→ **Required task**
Read the data and repeat all of it exactly.

→ **Record list**
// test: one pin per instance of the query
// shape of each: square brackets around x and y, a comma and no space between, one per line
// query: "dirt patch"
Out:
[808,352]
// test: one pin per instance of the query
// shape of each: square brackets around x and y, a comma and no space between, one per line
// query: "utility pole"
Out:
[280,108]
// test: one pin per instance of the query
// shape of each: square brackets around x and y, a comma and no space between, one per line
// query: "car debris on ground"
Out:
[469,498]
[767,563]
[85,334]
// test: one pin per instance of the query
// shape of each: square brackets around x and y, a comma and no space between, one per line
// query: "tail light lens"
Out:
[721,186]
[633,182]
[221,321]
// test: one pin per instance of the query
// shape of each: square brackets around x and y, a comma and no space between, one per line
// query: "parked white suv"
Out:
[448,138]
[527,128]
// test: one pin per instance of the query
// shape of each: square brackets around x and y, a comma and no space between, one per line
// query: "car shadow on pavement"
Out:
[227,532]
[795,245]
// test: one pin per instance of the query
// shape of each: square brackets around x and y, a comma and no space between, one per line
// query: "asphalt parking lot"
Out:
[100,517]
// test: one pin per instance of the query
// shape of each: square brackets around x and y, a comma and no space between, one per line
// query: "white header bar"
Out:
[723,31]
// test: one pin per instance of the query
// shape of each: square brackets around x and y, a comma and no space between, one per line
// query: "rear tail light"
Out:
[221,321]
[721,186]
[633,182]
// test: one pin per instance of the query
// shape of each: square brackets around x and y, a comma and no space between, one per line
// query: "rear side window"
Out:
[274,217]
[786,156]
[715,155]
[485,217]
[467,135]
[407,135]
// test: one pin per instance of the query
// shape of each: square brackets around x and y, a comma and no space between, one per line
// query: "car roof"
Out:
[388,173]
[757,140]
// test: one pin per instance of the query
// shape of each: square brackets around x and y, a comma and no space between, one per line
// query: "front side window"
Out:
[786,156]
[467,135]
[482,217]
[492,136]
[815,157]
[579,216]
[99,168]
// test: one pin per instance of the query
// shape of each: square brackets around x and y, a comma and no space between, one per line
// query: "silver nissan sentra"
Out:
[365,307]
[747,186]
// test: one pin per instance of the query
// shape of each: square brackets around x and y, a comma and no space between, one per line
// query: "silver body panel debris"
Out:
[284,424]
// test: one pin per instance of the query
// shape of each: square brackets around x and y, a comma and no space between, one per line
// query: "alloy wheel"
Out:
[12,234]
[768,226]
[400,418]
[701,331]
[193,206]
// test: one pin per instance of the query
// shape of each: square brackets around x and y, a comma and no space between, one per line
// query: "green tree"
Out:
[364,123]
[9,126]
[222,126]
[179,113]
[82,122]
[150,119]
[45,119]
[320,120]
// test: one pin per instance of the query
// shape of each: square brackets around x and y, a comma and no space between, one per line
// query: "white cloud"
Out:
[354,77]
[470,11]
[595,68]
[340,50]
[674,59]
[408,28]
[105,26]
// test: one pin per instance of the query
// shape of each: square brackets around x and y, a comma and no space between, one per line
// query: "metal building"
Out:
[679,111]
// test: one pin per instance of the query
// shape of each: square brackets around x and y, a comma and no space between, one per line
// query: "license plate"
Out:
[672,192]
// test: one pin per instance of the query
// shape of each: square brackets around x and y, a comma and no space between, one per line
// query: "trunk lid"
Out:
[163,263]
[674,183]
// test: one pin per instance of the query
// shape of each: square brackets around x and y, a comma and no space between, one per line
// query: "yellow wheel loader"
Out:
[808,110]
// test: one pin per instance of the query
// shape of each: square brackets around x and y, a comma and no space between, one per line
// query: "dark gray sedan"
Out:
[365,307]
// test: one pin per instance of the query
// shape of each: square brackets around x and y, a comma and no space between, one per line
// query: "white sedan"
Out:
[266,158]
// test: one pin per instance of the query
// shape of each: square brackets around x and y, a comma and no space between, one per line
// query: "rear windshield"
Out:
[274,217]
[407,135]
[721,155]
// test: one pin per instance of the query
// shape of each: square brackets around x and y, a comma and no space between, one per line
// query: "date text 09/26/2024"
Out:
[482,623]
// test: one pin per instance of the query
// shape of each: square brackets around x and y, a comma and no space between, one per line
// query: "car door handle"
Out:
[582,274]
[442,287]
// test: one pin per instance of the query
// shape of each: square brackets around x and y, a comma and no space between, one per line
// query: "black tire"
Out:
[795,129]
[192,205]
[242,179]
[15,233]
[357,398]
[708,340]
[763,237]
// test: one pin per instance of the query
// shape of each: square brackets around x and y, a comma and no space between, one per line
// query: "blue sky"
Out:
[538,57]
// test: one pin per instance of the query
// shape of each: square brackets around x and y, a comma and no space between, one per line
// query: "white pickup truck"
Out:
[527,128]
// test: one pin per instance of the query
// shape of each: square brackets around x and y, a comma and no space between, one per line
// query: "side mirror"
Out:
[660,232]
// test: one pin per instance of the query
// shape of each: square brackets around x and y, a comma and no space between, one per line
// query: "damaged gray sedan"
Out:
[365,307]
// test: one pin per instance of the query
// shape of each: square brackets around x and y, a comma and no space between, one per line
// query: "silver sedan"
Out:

→ **Exercise output**
// test: one pin per instance of the query
// shape of each: square brackets around x and y, a comma and no space between, one per line
// query: "dirt patch"
Out:
[808,352]
// test: one pin per instance of the query
// shape of each: square brackets around x and y, a comma and no space between, one per line
// query: "utility pole"
Out:
[280,108]
// test: one pin per instance of the query
// shape of each: square brackets around x and y, a comma and no space between, one per line
// query: "car debris on ground"
Out:
[469,498]
[767,563]
[85,334]
// test: one pin per instance of the query
// shape of each: square brackets around x and y, a comma and no space between, one per line
// query: "tail light lens"
Out:
[721,186]
[633,182]
[221,321]
// test: one pin per instance of the query
// shape of each: square brackets around x and y, a comma and no space between, one per line
// query: "parked white suv"
Out:
[448,138]
[527,128]
// test: one pin per instance of the query
// shape of each: square brackets around x and y, a comma and no space between, one per line
// query: "car shadow on pavement"
Out:
[227,532]
[795,245]
// test: one pin per instance of the query
// shape of each: square brackets around x and y, a comma and no space between, one per line
// query: "asphalt parking lot"
Out:
[100,517]
// test: one pin per instance of the query
// shape of each: square brackets around x and y, a comma and no space between, one per line
// query: "white header bar"
Out:
[723,31]
// test: one pin per instance of the query
// shape of each: square brackets around x and y, a comma and no space between, one per line
// query: "rear tail light"
Out:
[221,321]
[721,186]
[633,182]
// test: one pin per instance of the query
// shape of each: square brackets around x and y, a comma and no space between, one per line
// query: "rear side window"
Out:
[274,217]
[786,156]
[715,155]
[485,217]
[467,135]
[407,135]
// test: one pin per instance of the query
// shape of each: square brackets around x and y, a comma and no space between, one per line
// query: "car roof"
Out:
[388,173]
[757,140]
// test: one pin per instance of the query
// shape of each: square brackets around x and y, a comma and no space between, one per line
// query: "front side window"
Out:
[786,156]
[467,135]
[482,217]
[492,136]
[815,157]
[579,216]
[99,168]
// test: one pin per instance of the query
// shape of each: square brackets around x and y, a comma and no space between, one per line
// query: "silver nissan sentra"
Out:
[365,307]
[747,186]
// test: one pin per instance of the query
// shape of each: square brackets around x and y, a comma and no space between, one per line
// query: "silver body panel debris"
Out:
[284,424]
// test: one pin per instance of the query
// shape of each: square brackets around x and y, a comma and no space between, one per line
// query: "alloy wheel"
Out:
[12,234]
[768,226]
[400,418]
[701,331]
[193,206]
// test: one pin per instance of the query
// shape of each: square brackets around x and y, a comma and no space between, one per line
// query: "green tree"
Out:
[364,123]
[9,126]
[222,126]
[179,113]
[82,122]
[150,119]
[45,119]
[320,120]
// test: one pin per instance of the query
// shape of each: square brackets around x and y, a comma and no space between, one per line
// query: "white cloud"
Out:
[354,77]
[470,11]
[595,68]
[340,50]
[674,59]
[408,28]
[105,26]
// test: one pin per instance of the query
// shape of each: square brackets around x and y, a comma and no space between, one per line
// query: "metal building"
Out:
[679,111]
// test: one pin per instance of the query
// shape of each: square brackets around x and y, a comma and no space between, one per line
// query: "license plate"
Out:
[672,192]
// test: one pin per instance of the query
// shape of each: square brackets around x and y, a comma and no space between, one per line
// query: "trunk lid"
Out:
[163,263]
[674,183]
// test: one pin per instance of the query
// shape of each: square brackets around x and y, a comma and no space between, one per line
// query: "yellow wheel loader"
Out:
[808,110]
// test: one pin per instance of the query
// shape of each: square brackets around x and y, a comma and no space between, one per line
// query: "dark gray sedan"
Out:
[365,307]
// test: one pin per instance of the query
// shape of each: square brackets around x and y, a comma and no space between, one per line
// query: "white sedan"
Out:
[266,158]
// test: one pin per instance of the query
// shape of each: square brackets around x and y, a comma and no space between, one per line
// query: "rear windshield"
Out:
[274,217]
[407,135]
[721,155]
// test: one pin per instance of the query
// shape of each: square brackets around x and y, a comma and no space between, one per line
// query: "date text 09/26/2024"
Out:
[482,623]
// test: one pin per instance of the query
// shape of each: square brackets around x and y, a comma and no space between, one per line
// query: "car door handle"
Out:
[582,274]
[442,287]
// test: one pin per instance of the query
// shape of each: square brackets around x and y, a comma and no space between, one per line
// query: "black tire"
Out:
[795,129]
[192,205]
[242,179]
[15,233]
[357,398]
[708,340]
[763,237]
// test: one pin per instance of the query
// shape of each: square brackets around x and y, a comma and no space between, one per line
// query: "blue sky"
Out:
[538,57]
// test: one pin per instance of the query
// shape of each: square brackets around x and y, a comma and no space between, one per line
// query: "white pickup truck"
Out:
[527,128]
// test: one pin per instance of the query
// shape of each: square brackets around x and y, a comma and no space between, one per line
// query: "side mirror"
Out:
[660,232]
// test: one pin per instance of the query
// shape of each: square brackets around x and y, a comma and no space between, one per line
// query: "damaged gray sedan"
Out:
[365,307]
// test: one pin per instance of the query
// shape of each: square brackets around x and y, a comma and no space between, one per line
// query: "silver sedan"
Out:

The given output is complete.